◆ DIRECTIONS FOR THIS TASK
Your task is to repeat all of the data exactly while excluding the pictures.

"""

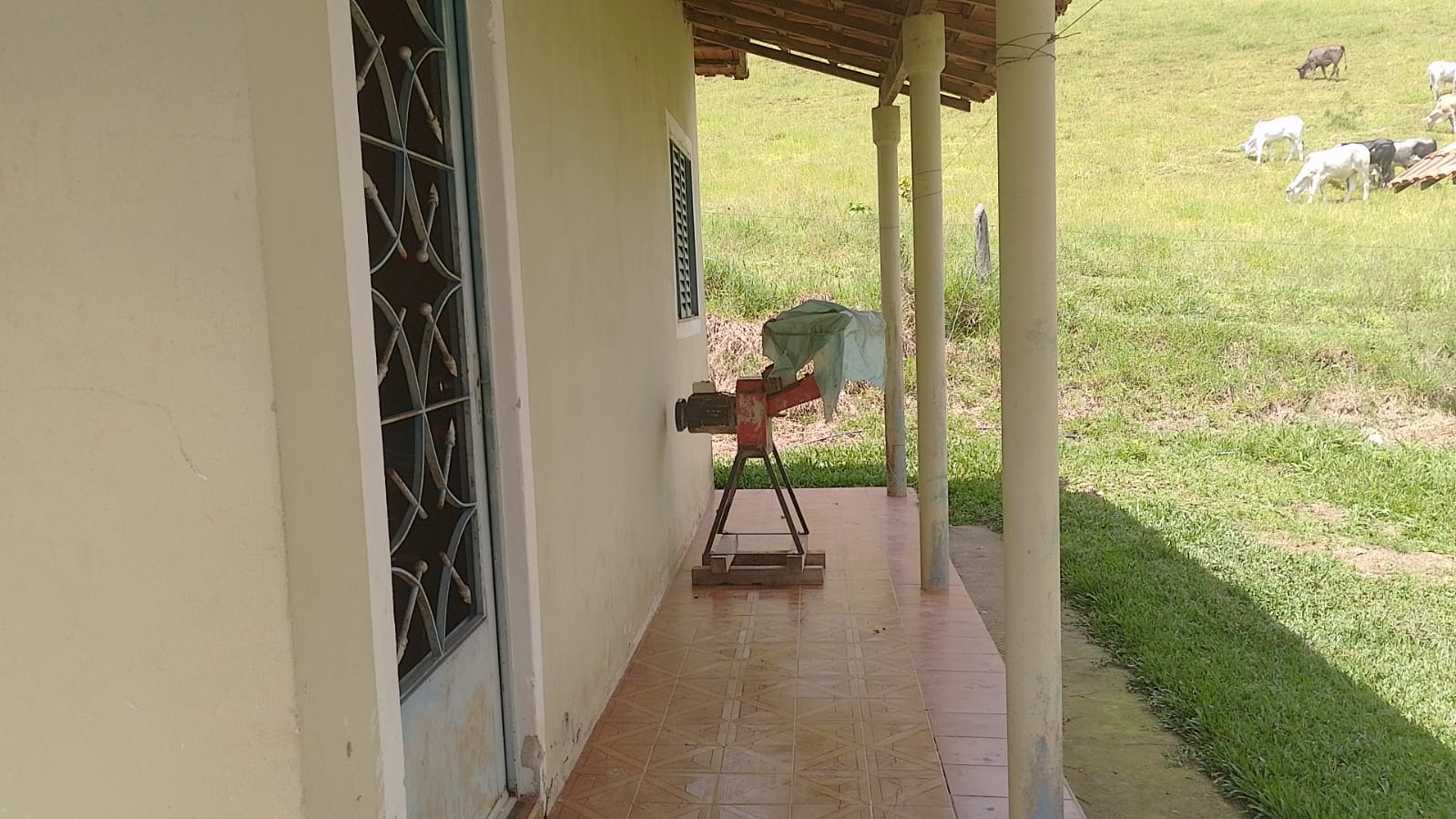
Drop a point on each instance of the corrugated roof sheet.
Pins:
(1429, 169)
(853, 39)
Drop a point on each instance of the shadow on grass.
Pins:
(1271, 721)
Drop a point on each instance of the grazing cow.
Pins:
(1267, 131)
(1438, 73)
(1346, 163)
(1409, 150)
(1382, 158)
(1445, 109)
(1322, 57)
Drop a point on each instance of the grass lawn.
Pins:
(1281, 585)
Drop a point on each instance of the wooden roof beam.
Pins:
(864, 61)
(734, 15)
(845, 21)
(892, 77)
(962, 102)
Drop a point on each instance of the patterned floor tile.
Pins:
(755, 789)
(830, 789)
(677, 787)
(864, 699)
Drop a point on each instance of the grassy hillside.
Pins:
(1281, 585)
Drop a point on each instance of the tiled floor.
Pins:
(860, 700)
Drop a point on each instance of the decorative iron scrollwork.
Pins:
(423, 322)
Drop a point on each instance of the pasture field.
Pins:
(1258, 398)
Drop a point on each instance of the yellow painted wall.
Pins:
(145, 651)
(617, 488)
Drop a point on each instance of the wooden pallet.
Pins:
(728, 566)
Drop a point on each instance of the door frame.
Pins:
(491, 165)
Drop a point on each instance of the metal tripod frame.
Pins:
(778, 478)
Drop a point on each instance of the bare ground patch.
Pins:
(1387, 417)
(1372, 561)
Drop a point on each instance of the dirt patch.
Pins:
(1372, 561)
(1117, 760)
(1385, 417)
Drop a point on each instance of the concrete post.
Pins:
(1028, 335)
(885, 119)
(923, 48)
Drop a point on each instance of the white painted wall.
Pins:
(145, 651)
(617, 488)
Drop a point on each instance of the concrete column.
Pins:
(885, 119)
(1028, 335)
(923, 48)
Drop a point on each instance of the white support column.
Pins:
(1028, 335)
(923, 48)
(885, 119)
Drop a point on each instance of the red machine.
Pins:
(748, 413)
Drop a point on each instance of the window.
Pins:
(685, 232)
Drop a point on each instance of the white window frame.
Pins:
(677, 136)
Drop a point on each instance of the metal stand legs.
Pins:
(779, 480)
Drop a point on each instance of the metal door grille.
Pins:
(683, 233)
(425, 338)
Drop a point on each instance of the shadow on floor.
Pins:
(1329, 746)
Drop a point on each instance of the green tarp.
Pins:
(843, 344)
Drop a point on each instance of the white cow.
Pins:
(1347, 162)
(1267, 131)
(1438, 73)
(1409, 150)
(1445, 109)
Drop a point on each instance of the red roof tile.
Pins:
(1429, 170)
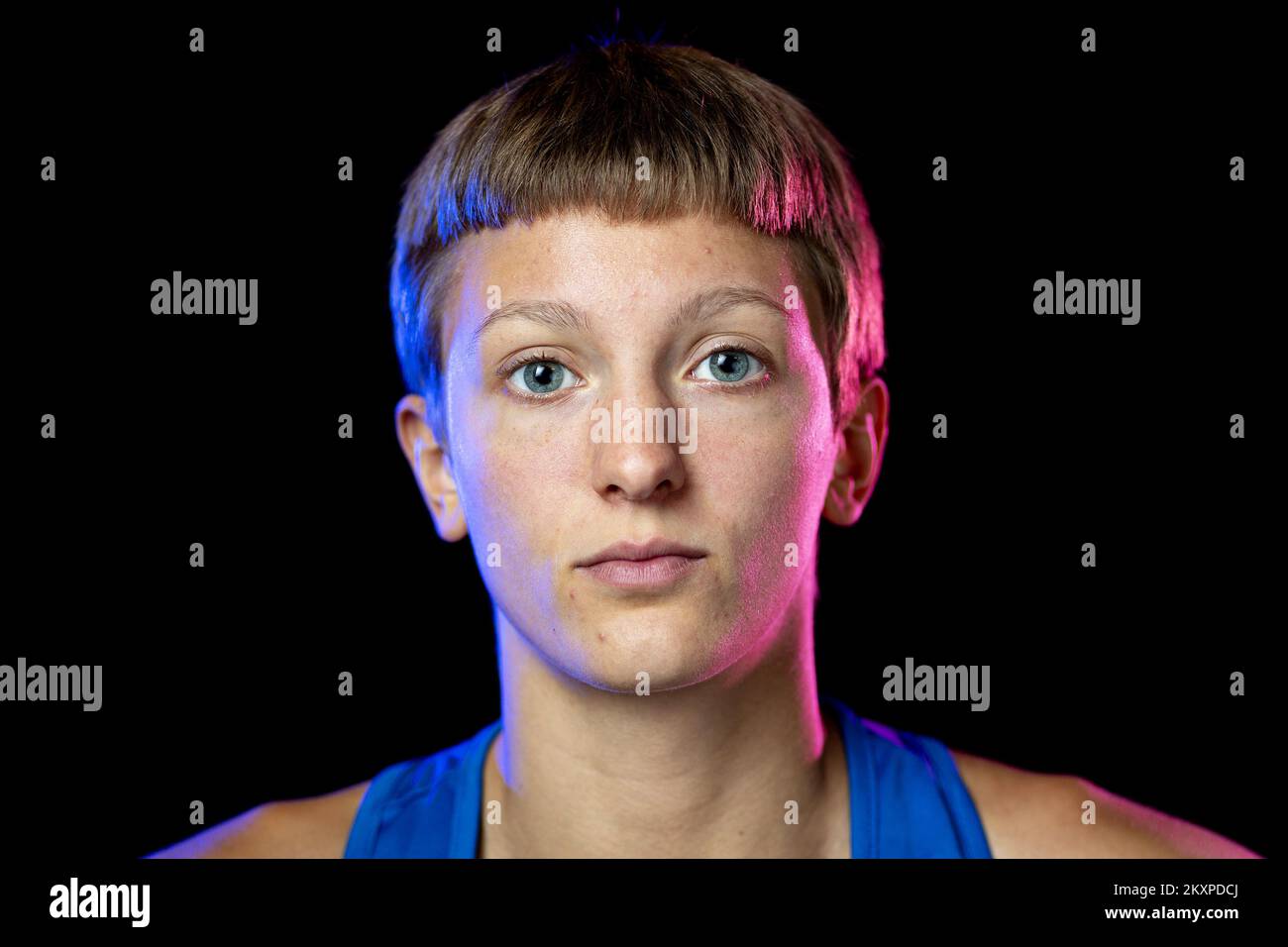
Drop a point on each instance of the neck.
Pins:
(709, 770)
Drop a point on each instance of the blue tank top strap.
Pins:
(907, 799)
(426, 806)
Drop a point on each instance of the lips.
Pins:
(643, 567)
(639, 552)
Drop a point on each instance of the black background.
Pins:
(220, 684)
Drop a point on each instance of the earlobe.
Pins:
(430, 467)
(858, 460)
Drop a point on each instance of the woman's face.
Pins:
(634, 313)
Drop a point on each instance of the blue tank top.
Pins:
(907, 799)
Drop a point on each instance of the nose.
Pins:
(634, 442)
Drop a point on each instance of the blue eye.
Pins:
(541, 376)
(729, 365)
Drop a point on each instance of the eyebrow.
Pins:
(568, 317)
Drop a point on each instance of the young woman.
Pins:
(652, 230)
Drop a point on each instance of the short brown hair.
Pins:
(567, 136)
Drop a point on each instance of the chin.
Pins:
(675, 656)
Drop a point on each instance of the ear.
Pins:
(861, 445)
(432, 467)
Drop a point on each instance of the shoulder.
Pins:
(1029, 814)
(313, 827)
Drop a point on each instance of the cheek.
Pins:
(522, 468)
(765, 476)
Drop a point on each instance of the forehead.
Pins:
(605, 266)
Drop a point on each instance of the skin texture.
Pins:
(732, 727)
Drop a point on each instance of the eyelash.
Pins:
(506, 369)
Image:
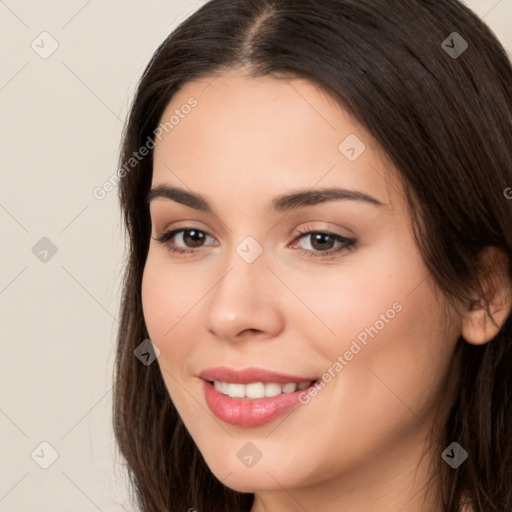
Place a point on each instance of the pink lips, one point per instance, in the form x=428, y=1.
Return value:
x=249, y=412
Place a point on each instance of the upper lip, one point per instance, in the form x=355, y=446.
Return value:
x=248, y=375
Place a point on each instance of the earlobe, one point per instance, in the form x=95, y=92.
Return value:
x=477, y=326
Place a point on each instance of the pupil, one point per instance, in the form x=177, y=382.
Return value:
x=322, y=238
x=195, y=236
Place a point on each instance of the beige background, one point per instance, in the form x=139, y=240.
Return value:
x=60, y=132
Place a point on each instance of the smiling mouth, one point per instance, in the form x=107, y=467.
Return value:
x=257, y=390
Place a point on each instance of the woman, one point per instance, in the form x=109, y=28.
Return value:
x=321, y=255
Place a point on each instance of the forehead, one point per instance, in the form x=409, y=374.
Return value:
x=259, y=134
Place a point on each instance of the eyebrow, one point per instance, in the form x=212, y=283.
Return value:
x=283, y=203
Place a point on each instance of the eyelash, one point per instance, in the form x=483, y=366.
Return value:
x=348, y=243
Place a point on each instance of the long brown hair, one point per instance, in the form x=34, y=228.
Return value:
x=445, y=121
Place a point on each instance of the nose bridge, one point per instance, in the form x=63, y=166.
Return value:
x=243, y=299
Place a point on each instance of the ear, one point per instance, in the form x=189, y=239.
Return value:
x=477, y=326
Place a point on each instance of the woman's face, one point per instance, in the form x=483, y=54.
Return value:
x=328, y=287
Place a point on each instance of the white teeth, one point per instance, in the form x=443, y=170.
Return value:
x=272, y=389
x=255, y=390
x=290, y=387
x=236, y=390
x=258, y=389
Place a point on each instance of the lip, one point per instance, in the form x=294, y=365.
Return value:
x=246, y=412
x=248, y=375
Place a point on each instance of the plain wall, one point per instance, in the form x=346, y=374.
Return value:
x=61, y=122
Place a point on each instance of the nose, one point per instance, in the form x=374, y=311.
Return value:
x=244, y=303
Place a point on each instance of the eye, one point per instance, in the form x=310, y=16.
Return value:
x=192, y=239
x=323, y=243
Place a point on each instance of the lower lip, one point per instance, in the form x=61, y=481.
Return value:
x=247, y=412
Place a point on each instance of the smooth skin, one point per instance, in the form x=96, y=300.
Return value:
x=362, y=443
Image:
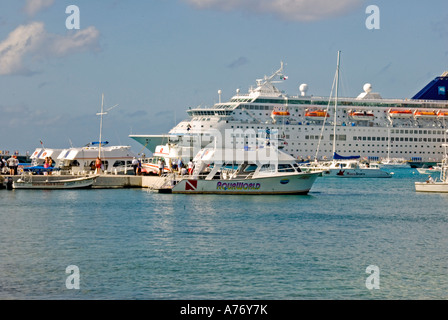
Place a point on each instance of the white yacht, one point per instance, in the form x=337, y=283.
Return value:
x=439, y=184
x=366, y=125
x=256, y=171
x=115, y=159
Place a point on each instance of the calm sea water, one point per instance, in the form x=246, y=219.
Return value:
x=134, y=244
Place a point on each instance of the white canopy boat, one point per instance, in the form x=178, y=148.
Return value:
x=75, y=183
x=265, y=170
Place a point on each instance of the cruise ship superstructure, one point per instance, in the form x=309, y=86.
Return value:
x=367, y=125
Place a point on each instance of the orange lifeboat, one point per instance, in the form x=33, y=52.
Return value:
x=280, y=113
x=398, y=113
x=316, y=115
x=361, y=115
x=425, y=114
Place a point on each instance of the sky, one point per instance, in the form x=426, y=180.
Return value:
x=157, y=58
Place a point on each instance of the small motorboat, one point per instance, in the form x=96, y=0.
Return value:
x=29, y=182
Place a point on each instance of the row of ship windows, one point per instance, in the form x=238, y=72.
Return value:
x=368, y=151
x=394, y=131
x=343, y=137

"""

◆ RIGHT ANSWER
Drop a point on each instance of the corrugated roof sheet.
Pins:
(1429, 169)
(853, 39)
Drop a point on each instance of the shadow on grass.
Pins:
(1271, 721)
Drop a point on each instance of the grazing cow.
Pins:
(1267, 131)
(1438, 73)
(1346, 163)
(1409, 150)
(1382, 158)
(1445, 109)
(1322, 57)
Drop a point on each instance of the grass lawn.
Pins:
(1281, 585)
Drop a point on each instance of the wooden roof beam.
Pins:
(864, 61)
(734, 15)
(845, 21)
(892, 77)
(962, 102)
Drop a point on each instance of the patterned floor tile.
Pins:
(755, 789)
(830, 789)
(677, 787)
(864, 699)
Drop a point on each instance of the grassy hillside.
Pins:
(1281, 585)
Drop a point on each instance of the tiled floor.
Pins:
(860, 700)
Drop a point on each instance of the decorative iron scrollwork.
Pins:
(423, 322)
Drop a point on each instance of the pasture field.
Pins:
(1258, 398)
Drop a point on each instance of the yellow painted wall.
Pins:
(145, 651)
(617, 488)
Drop a point on each instance of the wooden pallet.
Pins:
(728, 566)
Drop a point on each instance of the door frame.
Pins:
(491, 165)
Drop a point on each instance of the metal tripod frame.
Pins:
(778, 478)
Drop a point on each instance of the bare ground patch.
Pins:
(1387, 417)
(1372, 561)
Drop a point on each instance of the dirt patch.
Pins:
(1372, 561)
(1117, 760)
(1385, 417)
Drop a point on each instance of the concrete post.
Pins:
(1028, 335)
(885, 119)
(923, 48)
Drop a point on each instance of the white painted wall.
Pins:
(145, 651)
(617, 488)
Drop a point on each instance of the concrete column.
Pins:
(885, 119)
(1028, 335)
(923, 48)
Drop a point on each instance of the white support column.
Pins:
(1028, 335)
(923, 48)
(885, 119)
Drop a point on each instance of the red machine.
Pins:
(748, 413)
Drop a point on each instance of the window.
Pins:
(685, 232)
Drop a point on each instance of the white window frame.
Pins:
(677, 136)
Drop a point on each instance of the metal stand legs.
Pins:
(779, 480)
Drop a point on each instance of the metal door grille.
Pins:
(683, 233)
(425, 338)
Drop a point on each instance of the shadow on floor.
Pins:
(1329, 746)
Drop a point on each instance of the green tarp.
Pins:
(843, 344)
Drop a point on each instance of the white cow.
Pins:
(1347, 162)
(1267, 131)
(1438, 73)
(1409, 150)
(1445, 109)
Drop a point on each instance of the red roof tile.
Pins:
(1429, 170)
Drop a point on each instance of the neck.
Pins:
(709, 770)
Drop a point on each instance of the blue tank top strap.
Pins:
(907, 799)
(426, 806)
Drop a point on each instance of the lips.
Pins:
(643, 567)
(639, 552)
Drop a point on each instance of the black background.
Pins:
(220, 684)
Drop a point on each instance of the earlobe.
Pins:
(430, 467)
(858, 460)
Drop a point on each instance of the woman's face.
Pins:
(634, 313)
Drop a point on each instance of the blue tank top.
Pins:
(907, 799)
Drop a point on each instance of the nose.
Pins:
(634, 442)
Drop a point on each instance of the blue eye.
Pins:
(541, 376)
(729, 365)
Drop a point on each instance of the eyebrow.
Pins:
(568, 317)
Drop a point on each instance of the young woman.
Pins:
(652, 230)
Drop a point on each instance of the short brown hair.
Pins:
(567, 136)
Drop a point on each instance of the chin.
Pins:
(675, 656)
Drop a point on each instance of the ear.
Pins:
(861, 445)
(432, 467)
Drop a point on each instance of the shoulder.
Pins:
(1029, 814)
(313, 827)
Drop a point on each instance of the cheek.
Pins:
(522, 468)
(765, 476)
Drop a point on each instance of the forehead.
Pins:
(605, 266)
Drop a point on each instance of the skin texture.
Pins:
(732, 727)
Drop a point on each instance of the eyelash.
Pins:
(506, 369)
Image:
Place a point on each instance of the pink lips, one point per instance, in the form x=428, y=1.
Return value:
x=249, y=412
Place a point on each instance of the upper lip, one point per instance, in the form x=355, y=446.
Return value:
x=248, y=375
Place a point on each instance of the earlobe, one point per instance, in the form x=95, y=92.
Return value:
x=477, y=326
Place a point on each instance of the pupil, one point per instance, in the form x=177, y=382.
Return value:
x=322, y=238
x=195, y=236
Place a point on each instance of the beige background, one point per instance, in the form x=139, y=240.
Return value:
x=60, y=132
Place a point on each instance of the smiling mouth, one point per instance, in the form x=107, y=467.
Return value:
x=257, y=390
Place a point on each instance of the woman, one point per instance, in the form x=109, y=28.
Return value:
x=321, y=255
Place a point on each instance of the forehead, one point per instance, in the form x=409, y=374.
Return value:
x=259, y=134
Place a point on each instance of the eyebrow, one point per instance, in the form x=212, y=283.
Return value:
x=283, y=203
Place a point on each instance of the eyelash, one point per instance, in the form x=483, y=366.
Return value:
x=348, y=243
Place a point on each instance of the long brown hair, one point per instance, in the form x=34, y=228.
Return value:
x=445, y=121
Place a point on each instance of the nose bridge, one point per instance, in the form x=63, y=166.
Return value:
x=243, y=299
Place a point on each instance of the ear, one point per instance, in the form x=189, y=239.
Return value:
x=477, y=326
Place a point on each instance of the woman's face, one point per instance, in the form x=483, y=54.
Return value:
x=328, y=287
Place a point on each instance of the white teeth, one point per instance, in the form x=443, y=170.
Return value:
x=272, y=389
x=255, y=390
x=290, y=387
x=236, y=390
x=258, y=389
Place a point on each instance of the lip, one point per instance, in the form x=294, y=365.
Return value:
x=246, y=412
x=248, y=375
Place a point on each instance of the plain wall, one point per instance, in the form x=346, y=374.
Return value:
x=61, y=122
Place a point on each instance of the nose, one point per instance, in the form x=374, y=311.
Return value:
x=244, y=303
Place a point on each instance of the eye, one point per instance, in the form x=310, y=16.
Return value:
x=192, y=239
x=323, y=243
Place a point on each instance of the lower lip, one point per instance, in the form x=61, y=481.
Return value:
x=247, y=412
Place a point on each instance of the smooth skin, one point per instance, in the form x=96, y=300.
Return value:
x=362, y=443
Image:
Place a point on each instance of the white yacht, one point per instance, in the form x=337, y=283.
Return value:
x=439, y=184
x=366, y=125
x=256, y=171
x=115, y=159
Place a point on each instance of the calm sea water, one point per instance, in the form x=246, y=219.
Return value:
x=134, y=244
Place a point on each instance of the white canopy boat, one point per instance, in the form x=178, y=148.
Return value:
x=75, y=183
x=265, y=170
Place a point on each instance of the cruise ship superstructure, one point per instance, in the form x=309, y=86.
Return value:
x=367, y=125
Place a point on each instance of the orange lifeboat, one point per instance, in the form x=33, y=52.
Return value:
x=280, y=113
x=398, y=113
x=316, y=115
x=361, y=115
x=425, y=114
Place a point on each instance of the sky, one point per instance, in the form x=426, y=180.
Return value:
x=157, y=58
Place a point on each instance of the small motorboat, one point per instance, in the form x=96, y=0.
Return value:
x=29, y=182
Place a point on each instance of the row of ship windows, one point per instance, in the form x=238, y=72.
Return value:
x=368, y=151
x=394, y=131
x=343, y=137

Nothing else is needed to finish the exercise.